WHAT THE TASK REQUIRES –
Up through the line that contains "Target: baked cookie texture", retype the entries exactly, beginning at the very first line.

===== PROVIDED DATA

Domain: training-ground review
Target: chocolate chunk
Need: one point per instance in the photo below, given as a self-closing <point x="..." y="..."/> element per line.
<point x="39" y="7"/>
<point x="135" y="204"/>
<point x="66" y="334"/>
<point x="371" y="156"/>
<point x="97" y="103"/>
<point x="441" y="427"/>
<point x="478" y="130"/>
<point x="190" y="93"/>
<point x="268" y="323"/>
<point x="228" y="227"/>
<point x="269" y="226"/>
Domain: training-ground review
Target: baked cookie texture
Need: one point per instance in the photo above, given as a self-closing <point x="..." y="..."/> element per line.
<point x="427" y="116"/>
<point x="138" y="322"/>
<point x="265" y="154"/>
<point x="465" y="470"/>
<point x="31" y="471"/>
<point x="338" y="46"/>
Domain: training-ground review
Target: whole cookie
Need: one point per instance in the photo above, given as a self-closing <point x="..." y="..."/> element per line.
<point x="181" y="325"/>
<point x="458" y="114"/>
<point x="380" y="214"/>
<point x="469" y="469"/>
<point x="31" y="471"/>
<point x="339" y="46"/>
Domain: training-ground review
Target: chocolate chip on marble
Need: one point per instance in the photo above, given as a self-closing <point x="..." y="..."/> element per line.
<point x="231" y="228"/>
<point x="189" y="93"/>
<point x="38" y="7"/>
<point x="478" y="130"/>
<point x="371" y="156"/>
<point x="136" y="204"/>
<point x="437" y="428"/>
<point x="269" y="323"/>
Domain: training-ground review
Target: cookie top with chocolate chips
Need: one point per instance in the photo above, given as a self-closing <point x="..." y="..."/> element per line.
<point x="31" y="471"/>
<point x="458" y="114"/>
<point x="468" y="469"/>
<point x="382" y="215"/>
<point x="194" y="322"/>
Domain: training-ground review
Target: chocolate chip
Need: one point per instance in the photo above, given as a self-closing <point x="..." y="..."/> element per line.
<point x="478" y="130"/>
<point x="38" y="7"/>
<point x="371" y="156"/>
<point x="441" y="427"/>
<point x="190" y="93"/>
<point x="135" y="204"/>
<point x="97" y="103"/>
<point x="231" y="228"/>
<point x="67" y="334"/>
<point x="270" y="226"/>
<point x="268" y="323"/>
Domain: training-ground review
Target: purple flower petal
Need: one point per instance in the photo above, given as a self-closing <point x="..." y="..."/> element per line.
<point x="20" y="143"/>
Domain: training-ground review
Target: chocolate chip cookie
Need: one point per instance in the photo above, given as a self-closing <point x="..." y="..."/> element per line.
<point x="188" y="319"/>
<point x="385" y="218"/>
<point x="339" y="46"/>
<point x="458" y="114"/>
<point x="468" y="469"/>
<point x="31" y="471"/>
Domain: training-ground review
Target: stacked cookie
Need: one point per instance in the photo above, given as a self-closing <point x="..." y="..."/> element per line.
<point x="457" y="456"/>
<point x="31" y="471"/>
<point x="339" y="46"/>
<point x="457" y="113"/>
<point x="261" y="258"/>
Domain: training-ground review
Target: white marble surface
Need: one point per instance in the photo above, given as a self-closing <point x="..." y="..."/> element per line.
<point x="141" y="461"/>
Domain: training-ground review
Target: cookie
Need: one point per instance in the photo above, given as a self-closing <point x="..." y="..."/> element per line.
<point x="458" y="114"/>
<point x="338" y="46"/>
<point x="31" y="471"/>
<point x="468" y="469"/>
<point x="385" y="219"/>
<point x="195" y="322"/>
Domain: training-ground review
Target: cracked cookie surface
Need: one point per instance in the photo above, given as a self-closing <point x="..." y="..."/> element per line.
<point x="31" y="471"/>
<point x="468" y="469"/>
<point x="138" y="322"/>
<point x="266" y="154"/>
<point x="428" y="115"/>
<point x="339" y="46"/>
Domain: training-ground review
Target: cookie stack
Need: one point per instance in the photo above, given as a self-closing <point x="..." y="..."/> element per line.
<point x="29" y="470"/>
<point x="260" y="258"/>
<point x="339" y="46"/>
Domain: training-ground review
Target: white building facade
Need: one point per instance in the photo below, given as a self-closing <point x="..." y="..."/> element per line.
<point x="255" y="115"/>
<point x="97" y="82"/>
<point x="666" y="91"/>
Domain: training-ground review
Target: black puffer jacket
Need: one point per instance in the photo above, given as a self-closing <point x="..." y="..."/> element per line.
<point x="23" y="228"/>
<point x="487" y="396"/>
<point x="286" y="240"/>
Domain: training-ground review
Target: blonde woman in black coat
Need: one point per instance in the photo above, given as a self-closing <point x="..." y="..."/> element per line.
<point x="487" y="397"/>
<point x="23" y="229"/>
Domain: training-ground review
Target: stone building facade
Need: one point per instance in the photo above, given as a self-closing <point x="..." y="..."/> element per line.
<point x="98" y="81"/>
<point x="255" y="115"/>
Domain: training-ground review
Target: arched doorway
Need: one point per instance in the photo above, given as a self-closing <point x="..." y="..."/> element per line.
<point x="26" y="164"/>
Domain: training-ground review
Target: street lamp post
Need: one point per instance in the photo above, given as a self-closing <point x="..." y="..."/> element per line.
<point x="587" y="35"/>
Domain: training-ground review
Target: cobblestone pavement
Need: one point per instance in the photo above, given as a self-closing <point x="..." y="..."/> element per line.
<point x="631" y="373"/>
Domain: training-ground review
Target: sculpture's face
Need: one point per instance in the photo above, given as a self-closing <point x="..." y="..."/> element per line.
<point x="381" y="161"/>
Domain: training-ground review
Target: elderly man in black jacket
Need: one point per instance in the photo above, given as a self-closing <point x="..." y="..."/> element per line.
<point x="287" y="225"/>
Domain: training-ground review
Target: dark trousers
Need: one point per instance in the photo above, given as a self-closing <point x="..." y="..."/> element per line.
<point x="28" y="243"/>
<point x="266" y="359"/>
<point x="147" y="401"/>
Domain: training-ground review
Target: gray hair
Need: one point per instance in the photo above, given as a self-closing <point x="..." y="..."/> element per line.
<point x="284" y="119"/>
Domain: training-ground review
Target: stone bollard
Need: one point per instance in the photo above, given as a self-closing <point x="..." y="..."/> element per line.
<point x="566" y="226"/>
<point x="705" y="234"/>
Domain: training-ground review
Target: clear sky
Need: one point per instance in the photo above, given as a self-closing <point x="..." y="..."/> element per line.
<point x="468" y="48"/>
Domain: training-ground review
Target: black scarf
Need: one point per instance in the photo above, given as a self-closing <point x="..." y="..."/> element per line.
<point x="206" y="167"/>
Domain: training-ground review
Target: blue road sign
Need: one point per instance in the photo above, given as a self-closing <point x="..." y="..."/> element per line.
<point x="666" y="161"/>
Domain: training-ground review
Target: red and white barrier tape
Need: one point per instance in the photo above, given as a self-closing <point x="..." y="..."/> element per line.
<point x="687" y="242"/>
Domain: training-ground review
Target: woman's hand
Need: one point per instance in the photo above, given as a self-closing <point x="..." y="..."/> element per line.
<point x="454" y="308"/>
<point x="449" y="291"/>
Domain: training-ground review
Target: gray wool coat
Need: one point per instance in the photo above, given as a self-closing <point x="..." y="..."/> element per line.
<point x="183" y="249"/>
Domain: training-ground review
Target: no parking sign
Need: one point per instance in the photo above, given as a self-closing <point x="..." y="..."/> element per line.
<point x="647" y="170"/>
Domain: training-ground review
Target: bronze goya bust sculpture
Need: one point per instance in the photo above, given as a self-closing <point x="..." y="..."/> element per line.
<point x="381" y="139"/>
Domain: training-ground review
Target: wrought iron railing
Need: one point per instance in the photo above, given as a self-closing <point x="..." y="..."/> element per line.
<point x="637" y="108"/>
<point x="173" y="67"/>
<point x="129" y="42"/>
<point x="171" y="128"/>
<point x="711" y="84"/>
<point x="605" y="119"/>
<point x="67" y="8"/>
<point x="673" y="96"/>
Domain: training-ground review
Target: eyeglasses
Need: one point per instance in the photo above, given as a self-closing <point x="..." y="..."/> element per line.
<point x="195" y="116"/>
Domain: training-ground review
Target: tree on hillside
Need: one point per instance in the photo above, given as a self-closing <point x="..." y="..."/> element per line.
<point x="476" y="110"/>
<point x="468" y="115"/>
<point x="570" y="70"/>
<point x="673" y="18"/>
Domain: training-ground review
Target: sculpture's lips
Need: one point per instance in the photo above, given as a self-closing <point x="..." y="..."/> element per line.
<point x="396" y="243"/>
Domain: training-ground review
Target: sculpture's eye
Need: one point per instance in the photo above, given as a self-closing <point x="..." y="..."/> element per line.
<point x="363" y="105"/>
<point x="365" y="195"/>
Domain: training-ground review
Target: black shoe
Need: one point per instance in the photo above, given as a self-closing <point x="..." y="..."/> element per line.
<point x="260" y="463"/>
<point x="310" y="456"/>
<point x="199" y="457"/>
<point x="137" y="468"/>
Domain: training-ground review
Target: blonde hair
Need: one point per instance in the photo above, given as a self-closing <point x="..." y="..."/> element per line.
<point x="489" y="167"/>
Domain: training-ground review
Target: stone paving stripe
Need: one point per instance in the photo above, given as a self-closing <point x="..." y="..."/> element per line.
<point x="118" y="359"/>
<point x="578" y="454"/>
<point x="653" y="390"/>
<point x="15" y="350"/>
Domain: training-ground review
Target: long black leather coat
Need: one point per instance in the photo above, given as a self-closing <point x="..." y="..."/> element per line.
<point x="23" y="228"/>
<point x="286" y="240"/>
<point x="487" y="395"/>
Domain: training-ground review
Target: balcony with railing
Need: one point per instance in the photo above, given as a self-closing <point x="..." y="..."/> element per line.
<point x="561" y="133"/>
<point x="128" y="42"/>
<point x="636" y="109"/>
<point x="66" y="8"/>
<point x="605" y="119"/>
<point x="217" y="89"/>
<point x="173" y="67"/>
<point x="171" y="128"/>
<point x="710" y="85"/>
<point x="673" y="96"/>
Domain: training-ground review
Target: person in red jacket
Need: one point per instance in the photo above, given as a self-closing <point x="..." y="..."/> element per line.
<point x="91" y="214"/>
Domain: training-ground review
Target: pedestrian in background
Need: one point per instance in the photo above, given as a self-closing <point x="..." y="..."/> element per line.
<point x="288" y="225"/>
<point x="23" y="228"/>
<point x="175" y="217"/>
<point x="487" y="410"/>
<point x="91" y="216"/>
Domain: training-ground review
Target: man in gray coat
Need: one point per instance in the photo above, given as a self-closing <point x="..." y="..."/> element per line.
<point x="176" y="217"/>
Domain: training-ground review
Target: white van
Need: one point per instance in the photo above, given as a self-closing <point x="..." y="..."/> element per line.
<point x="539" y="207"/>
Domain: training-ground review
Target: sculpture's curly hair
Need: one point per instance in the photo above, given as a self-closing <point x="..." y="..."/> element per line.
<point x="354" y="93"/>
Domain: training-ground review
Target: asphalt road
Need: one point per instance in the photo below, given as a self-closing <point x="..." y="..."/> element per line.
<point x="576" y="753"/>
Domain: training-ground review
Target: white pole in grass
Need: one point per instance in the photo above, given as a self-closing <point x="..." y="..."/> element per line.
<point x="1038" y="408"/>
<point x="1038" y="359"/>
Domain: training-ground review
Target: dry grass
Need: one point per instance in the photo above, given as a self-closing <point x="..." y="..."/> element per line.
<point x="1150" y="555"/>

==========

FINAL ANSWER –
Domain: training-ground review
Target: chocolate chunk
Need: one point per instance in the photo below, given as a self-closing <point x="..." y="..."/> element per line.
<point x="39" y="7"/>
<point x="135" y="204"/>
<point x="66" y="334"/>
<point x="371" y="156"/>
<point x="97" y="103"/>
<point x="441" y="427"/>
<point x="478" y="130"/>
<point x="190" y="93"/>
<point x="268" y="323"/>
<point x="228" y="227"/>
<point x="269" y="226"/>
Domain: training-ground review
Target: baked cookie texture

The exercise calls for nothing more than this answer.